## Short exercise a
Transcribe the part of the tomb review response starting at "Now, I have" and ending at "book (p. 72).".

## Begin Selected excerpt

Getting the Tombs Straight: Strange Review Part II
I want to continue my responses to the review of my book, The Jesus Dynasty, by my friend and colleague Prof. James F. Strange published in the current issue of Biblical Archaeology Review (November/December, 2006, pp. 72-76).
In the Introduction to my book titled “A Tale of Two Tombs” I explore the question of the possible provenance of the controversial ossuary that surfaced to public attention in October, 2002 with the inscription “James son of Joseph, brother of Jesus.” I remain convinced that the evidence for the authenticity of the inscription is strong and I would urge readers to carefully work through the materials, pro and con, archived at the Biblical Archaeology Society Web site rather than accepting the widespread perception that experts have “proven the ossuary inscription a forgery.” I should also point out that even the Israel Antiquities Authority committee concluded only that the words “brother of Jesus” were added by the owner, Oded Golan, not that the ossuary itself, nor the inscription “James son of Joseph,” were forged. Anyway, Dr. Strange writes the following in his review:
In his introduction, Tabor relates an exciting story of how he and his students, working with Israeli archaeologist Shimon Gibson in 2000, discovered a looted tomb with smashed ossuaries (bones boxes) and a burial shroud in Jerusalem’s Hinnon Valley. . . Tabor thinks there is reason to believe that the famous James ossuary… was looted from the Tomb. Furthermore, Tabor links this tomb with the tomb found in Jerusalem’s East Talpiot neighborhood in 1980, because certain names found on ossuaries form the Tomb of the Shroud also occur on ossuaries from the Talpiot tomb…Tabor then asks a sizzling hot question: “Was it possible that we had unknowingly stumbled upon the Jesus family tomb?” This reveals the rather sensational tone of the book.
Now, I have to put on my scholar’s hat and ask why anyone would think that the Jesus family tomb was in Judea and not in Galilee, though I do not mean to imply that this was impossible. Furthermore, why two tombs? (There are three, if we count the 1926 Talpiot tomb found by Eliezar Sukenik, which also featured the name Jesus son of Joseph on an ossuary.) Tabor gives no clear answer, just a simple assertion. This pattern–asserting a proposition, not establishing the truth of the proposition–repeats itself throughout the book (p. 72).

## End Selected excerpt
## Begin Data to use

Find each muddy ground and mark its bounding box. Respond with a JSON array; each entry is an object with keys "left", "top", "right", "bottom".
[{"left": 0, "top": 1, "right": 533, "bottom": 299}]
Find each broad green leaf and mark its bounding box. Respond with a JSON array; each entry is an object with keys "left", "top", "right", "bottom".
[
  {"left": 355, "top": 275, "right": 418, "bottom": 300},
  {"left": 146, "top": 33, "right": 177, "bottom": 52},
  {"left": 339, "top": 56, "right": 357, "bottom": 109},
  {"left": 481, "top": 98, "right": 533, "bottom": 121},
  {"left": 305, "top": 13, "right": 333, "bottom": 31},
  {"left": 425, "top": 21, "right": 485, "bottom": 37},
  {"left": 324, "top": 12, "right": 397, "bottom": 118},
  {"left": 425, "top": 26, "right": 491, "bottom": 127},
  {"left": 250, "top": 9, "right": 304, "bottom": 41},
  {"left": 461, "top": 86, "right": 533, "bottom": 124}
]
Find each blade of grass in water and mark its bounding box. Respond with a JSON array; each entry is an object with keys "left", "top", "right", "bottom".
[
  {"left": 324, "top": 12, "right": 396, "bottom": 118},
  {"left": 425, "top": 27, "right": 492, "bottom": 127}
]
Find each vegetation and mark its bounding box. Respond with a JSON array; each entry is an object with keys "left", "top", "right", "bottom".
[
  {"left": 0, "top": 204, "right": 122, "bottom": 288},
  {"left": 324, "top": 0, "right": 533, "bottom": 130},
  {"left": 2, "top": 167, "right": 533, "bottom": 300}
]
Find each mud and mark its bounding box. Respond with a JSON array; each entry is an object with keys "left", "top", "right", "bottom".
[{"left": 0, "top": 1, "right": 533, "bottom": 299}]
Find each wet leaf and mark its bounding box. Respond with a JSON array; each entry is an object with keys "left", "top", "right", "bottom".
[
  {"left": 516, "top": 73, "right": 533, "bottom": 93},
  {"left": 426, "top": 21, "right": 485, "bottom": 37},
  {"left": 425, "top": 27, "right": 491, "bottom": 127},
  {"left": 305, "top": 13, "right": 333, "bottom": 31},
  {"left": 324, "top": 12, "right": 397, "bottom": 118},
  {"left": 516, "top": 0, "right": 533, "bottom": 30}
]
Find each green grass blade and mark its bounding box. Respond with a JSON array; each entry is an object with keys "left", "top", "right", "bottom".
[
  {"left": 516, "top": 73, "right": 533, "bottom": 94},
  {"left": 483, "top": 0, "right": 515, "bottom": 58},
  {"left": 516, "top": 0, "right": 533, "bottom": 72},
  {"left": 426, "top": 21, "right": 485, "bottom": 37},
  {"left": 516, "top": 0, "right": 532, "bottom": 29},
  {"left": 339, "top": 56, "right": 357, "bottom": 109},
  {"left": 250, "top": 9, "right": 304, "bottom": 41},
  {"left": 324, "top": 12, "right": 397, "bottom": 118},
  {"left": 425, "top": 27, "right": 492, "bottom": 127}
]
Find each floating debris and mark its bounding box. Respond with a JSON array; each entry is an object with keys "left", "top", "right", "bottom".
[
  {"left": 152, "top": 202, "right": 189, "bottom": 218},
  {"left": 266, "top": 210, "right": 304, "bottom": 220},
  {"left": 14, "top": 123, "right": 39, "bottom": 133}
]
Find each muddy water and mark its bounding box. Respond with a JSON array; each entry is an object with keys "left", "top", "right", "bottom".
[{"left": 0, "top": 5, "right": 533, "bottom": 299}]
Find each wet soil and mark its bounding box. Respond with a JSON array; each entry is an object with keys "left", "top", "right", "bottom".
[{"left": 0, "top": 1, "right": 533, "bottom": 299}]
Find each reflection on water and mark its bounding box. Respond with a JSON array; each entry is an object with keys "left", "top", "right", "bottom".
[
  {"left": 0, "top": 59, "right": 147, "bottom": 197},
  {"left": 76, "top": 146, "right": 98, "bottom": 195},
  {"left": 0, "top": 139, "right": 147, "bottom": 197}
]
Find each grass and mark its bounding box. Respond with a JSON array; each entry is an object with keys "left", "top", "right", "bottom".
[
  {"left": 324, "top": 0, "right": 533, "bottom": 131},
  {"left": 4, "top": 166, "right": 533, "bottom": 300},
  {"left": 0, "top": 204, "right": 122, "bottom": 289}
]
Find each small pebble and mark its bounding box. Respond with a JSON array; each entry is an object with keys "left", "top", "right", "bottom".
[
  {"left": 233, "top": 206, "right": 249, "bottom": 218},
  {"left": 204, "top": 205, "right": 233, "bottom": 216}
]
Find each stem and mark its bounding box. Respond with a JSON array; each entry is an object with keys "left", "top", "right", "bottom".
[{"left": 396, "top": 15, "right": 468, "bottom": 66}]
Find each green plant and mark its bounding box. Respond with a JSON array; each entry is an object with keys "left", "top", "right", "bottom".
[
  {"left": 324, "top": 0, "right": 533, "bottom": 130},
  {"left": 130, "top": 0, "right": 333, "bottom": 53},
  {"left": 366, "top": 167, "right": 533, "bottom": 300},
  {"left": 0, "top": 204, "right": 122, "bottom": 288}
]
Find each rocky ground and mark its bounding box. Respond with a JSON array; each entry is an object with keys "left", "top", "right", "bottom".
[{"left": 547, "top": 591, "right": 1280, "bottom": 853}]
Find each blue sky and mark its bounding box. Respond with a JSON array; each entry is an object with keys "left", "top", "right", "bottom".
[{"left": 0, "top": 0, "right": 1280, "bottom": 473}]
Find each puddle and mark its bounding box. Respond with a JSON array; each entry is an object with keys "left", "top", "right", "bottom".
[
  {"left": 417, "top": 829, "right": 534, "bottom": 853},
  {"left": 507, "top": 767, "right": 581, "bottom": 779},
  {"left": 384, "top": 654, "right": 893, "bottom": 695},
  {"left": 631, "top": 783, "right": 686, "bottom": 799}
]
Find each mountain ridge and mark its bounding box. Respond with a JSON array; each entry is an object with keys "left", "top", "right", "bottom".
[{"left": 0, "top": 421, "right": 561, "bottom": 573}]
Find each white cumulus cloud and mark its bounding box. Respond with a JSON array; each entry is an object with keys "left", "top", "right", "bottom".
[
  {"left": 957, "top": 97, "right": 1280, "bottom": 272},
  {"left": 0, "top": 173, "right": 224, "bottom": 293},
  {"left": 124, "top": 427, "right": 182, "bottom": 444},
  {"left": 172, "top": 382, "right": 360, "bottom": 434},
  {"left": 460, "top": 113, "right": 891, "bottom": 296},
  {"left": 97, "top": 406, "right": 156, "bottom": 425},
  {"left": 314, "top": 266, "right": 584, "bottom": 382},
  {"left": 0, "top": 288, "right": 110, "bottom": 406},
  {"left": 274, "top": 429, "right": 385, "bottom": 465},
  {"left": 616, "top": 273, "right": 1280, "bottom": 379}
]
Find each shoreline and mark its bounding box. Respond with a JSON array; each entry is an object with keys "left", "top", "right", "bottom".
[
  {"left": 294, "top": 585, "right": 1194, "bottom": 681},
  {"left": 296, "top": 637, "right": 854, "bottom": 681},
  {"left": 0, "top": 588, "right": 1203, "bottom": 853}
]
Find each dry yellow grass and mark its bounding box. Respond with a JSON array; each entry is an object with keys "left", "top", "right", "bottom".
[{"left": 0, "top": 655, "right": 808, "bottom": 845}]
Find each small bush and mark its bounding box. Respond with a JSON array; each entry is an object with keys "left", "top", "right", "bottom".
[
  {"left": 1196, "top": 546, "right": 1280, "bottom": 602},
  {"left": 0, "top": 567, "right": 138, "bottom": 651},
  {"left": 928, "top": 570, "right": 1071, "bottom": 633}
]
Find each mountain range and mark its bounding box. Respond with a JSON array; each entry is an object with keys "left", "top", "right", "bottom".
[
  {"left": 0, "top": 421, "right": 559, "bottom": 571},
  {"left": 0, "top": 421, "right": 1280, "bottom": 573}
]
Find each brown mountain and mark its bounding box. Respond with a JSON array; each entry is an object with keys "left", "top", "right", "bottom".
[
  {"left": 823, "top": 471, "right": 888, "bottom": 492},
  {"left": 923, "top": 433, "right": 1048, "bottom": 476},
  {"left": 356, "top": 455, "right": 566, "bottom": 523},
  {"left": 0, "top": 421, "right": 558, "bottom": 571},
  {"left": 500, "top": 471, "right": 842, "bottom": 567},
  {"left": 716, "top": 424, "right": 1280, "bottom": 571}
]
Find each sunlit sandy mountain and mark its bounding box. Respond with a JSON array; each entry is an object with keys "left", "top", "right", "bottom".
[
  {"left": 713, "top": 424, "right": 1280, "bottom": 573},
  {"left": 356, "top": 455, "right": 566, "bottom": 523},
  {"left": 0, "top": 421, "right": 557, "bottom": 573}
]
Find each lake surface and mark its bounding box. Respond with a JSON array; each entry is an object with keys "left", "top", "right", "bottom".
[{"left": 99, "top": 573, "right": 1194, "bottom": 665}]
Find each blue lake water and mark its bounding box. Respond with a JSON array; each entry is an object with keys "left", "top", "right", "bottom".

## End Data to use

## Short exercise b
Pull out every line of the entries that contains the word "water", treating uppercase and lowercase as different.

## Expected output a
Now, I have to put on my scholar’s hat and ask why anyone would think that the Jesus family tomb was in Judea and not in Galilee, though I do not mean to imply that this was impossible. Furthermore, why two tombs? (There are three, if we count the 1926 Talpiot tomb found by Eliezar Sukenik, which also featured the name Jesus son of Joseph on an ossuary.) Tabor gives no clear answer, just a simple assertion. This pattern–asserting a proposition, not establishing the truth of the proposition–repeats itself throughout the book (p. 72).

## Expected output b
Find each blade of grass in water and mark its bounding box. Respond with a JSON array; each entry is an object with keys "left", "top", "right", "bottom".
Find each muddy water and mark its bounding box. Respond with a JSON array; each entry is an object with keys "left", "top", "right", "bottom".
Find each reflection on water and mark its bounding box. Respond with a JSON array; each entry is an object with keys "left", "top", "right", "bottom".
Find each blue lake water and mark its bounding box. Respond with a JSON array; each entry is an object with keys "left", "top", "right", "bottom".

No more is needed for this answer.